===== The input

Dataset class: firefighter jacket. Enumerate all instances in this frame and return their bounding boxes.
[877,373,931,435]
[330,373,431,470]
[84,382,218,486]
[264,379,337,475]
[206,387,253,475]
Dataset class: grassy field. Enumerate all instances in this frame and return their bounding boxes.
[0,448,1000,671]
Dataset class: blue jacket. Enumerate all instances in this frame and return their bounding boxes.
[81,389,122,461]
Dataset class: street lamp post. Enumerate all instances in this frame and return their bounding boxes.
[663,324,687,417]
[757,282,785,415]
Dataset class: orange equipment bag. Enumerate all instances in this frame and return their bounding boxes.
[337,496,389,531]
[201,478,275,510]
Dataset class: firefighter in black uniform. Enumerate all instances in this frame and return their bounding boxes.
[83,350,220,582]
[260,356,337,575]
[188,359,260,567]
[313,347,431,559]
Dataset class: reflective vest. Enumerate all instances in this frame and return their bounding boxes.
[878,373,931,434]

==========

Exercise description — Rewrite the lines between the one holding "Dataset class: grassy" and the one holding "[757,282,785,415]", inclusive, swapping "Enumerate" for "List" and changing nothing else.

Completed exercise —
Dataset class: grassy field. List all instances in this frame and return their bounding boxes.
[0,448,1000,671]
Dataset class: blue jacket. List all instances in this frame and return their bounding boxes.
[81,389,122,461]
Dataset class: street lamp post. List all instances in this frame and return their bounding boxes.
[663,324,687,417]
[757,282,785,415]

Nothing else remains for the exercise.